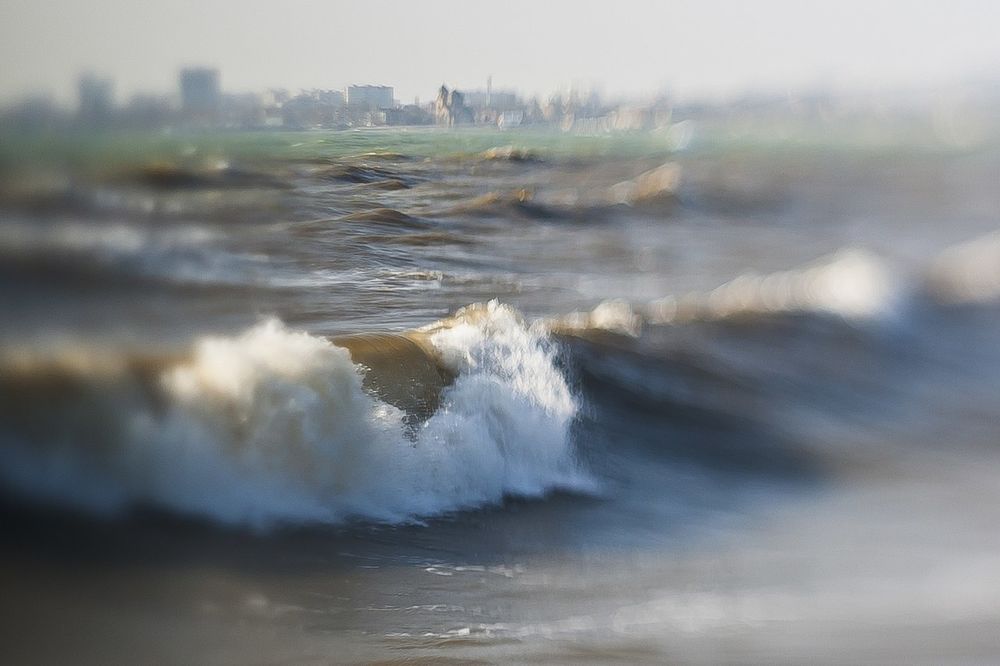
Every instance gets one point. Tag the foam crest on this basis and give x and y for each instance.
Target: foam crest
(852, 283)
(276, 426)
(969, 272)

....................

INSTRUCTIONS TO FOLLOW >> Please output all of the entries above exactly, but without any picture.

FINAL ANSWER >>
Every instance gets one point. Tag the foam crest on this basis and give x and y for each instance.
Target: foam crest
(852, 283)
(276, 426)
(969, 272)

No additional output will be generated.